═════ Dataset records ═════
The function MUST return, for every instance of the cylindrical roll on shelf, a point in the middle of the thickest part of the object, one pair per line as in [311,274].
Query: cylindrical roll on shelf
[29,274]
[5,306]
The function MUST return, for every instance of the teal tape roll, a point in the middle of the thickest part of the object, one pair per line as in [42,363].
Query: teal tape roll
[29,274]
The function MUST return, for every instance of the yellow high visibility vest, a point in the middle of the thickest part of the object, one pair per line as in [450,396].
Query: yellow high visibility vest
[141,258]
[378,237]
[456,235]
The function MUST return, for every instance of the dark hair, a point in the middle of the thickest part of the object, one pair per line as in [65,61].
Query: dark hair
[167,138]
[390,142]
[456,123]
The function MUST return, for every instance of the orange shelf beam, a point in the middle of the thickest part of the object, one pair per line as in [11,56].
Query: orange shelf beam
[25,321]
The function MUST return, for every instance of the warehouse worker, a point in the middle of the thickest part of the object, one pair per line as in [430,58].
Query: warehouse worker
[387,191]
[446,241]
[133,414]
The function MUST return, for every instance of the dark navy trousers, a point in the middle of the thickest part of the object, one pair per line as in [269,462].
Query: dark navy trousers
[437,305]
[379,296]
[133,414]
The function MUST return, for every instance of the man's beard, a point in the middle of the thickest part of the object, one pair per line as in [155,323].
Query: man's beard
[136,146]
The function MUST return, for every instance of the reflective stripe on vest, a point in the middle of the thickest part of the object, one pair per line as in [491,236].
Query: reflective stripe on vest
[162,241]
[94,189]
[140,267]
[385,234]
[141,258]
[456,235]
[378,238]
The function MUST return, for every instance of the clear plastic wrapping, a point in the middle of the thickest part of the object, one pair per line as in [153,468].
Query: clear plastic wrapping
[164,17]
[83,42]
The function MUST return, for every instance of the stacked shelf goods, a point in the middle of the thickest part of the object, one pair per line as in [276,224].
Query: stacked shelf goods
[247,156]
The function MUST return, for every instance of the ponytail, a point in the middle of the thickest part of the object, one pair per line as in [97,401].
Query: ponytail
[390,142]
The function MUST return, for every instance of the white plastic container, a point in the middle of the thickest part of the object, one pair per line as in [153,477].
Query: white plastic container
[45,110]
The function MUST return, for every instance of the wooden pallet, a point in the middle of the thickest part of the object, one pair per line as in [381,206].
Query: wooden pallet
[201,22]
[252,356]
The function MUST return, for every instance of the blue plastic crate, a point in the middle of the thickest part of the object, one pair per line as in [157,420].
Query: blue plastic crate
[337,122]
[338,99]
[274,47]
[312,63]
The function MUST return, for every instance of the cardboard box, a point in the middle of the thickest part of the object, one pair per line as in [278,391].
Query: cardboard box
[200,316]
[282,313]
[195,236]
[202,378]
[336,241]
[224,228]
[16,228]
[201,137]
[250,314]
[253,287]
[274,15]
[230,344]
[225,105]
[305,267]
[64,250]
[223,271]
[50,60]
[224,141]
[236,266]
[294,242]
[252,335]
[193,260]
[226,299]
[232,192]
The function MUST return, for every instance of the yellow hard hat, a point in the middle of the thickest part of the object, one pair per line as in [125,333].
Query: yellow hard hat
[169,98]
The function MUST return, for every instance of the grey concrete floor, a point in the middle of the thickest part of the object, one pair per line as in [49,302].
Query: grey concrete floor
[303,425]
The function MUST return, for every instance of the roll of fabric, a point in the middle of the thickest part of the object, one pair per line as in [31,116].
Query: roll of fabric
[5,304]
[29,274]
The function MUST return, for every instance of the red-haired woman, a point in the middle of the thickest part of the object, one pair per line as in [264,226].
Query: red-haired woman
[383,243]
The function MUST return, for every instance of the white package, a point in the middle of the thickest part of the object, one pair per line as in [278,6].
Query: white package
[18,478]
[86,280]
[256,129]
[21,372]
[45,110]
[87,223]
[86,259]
═════
# Set task
Retype the data exactly as given.

# Complete answer
The function MUST return, for every instance of the cylindrical roll on shelf, a point in the middle of the thickest part of the object, one pair per line as in [311,274].
Query: cylindrical roll on shelf
[29,274]
[5,306]
The function MUST return, for every instance of the teal tape roll, a point in the middle of the thickest part of the object, one pair per line as in [42,363].
Query: teal tape roll
[29,274]
The function MUST return, for every instance of the yellow high visibility vest, a point in the middle of the thickest part of the object, one pair per line as in [450,396].
Query: yellow high visibility vest
[141,258]
[378,237]
[456,235]
The function MUST return, for every instance of the dark hair, a point in the middle of the thickest part of the object, one pair per line as in [65,61].
Query: dark hair
[167,138]
[390,142]
[456,123]
The function MUST return, for every instance of the orange shelf beam, a point in the middle of the thickest part of the object, one pair per line as in [11,56].
Query: orange shelf beam
[25,321]
The function MUST return, for every instance of the warehouse worker, a point in the middle of the thickest part of the object, one pair per line as in [430,58].
Query: warehouse worker
[387,191]
[446,241]
[133,414]
The function MUST return, for every instance of the dark navy trousers, a point in the middle of the thickest part of the object, one pair per line as in [269,462].
Query: dark navy trousers
[437,305]
[379,296]
[133,414]
The function MUST return, for every instance of the man's beard, a point in the middle of the thickest part of the object, one pair per line as in [155,323].
Query: man's beard
[136,146]
The function MUST return, for every instance of the reflective stripe on vest, a point in the middle of the thickest part of the object, one pair per line as in [491,236].
Query: reflective stripe on vest
[162,241]
[94,189]
[140,267]
[385,234]
[141,258]
[456,235]
[378,238]
The function MUST return, for every instance of the clear plastic wrapping, a point in the middle of the thickest part of the object, one pair per line as in [153,468].
Query: clear plastic wrapping
[164,17]
[83,42]
The function MUST return, for every instance of the stacked shelf goods, a point in the middle of the thickest part of the object, one pair per line as in [276,224].
Query: stacked shelf goods
[247,156]
The function MUST return, for every instance of the ponytail, a point in the middle of the thickest part of the object, one pair per line as in [97,401].
Query: ponytail
[390,142]
The function MUST return, for every instance of the white plastic container, a point in the middle of the thickest part of the object, one pair per line as in [153,477].
Query: white plastic container
[45,110]
The function MUST return, for every instance of the wooden pallet, a point in the middle of the thickest part of the object, one pair per line as in [381,206].
Query: wooden pallet
[201,22]
[252,356]
The function MUST return, for every instance of the blue plastic crate, a point in the middle of the thickest part of the object, one pair per line as in [157,420].
Query: blue plastic crate
[337,122]
[338,99]
[274,47]
[312,63]
The function MUST return, for every instance of the cardboard box, a point in the middle of the thickest part of the object, one pair per line as in [278,391].
Query: cardboard box
[200,316]
[282,313]
[195,236]
[202,378]
[336,241]
[224,228]
[16,228]
[201,137]
[250,314]
[253,287]
[274,15]
[230,344]
[225,105]
[305,267]
[64,250]
[223,271]
[50,60]
[224,141]
[236,266]
[294,242]
[252,335]
[193,260]
[226,299]
[232,192]
The function MUST return, for every instance of the yellow hard hat, a point in the middle of the thickest part of the object, one pair per line as in [125,333].
Query: yellow hard hat
[169,98]
The function MUST return, for every instance of the grey concrete floor, a point in the middle of the thickest part of the object, one pair per line as in [49,302].
Query: grey concrete floor
[303,425]
The function MUST return, for every instance of the roll of fabric, a point in the middle of the thickest part of the object, one pair per line as in [31,116].
Query: roll of fabric
[5,304]
[29,274]
The function MUST return, for every instance of the red-haired woman, a point in the middle of the thickest part of the object, one pair per line as in [264,226].
Query: red-haired woman
[383,243]
The function MUST return, for every instance of the white package, a point in the middle of the thickest part of the object, one pair per line as in [278,6].
Query: white package
[18,478]
[86,280]
[256,129]
[21,372]
[45,110]
[87,223]
[86,259]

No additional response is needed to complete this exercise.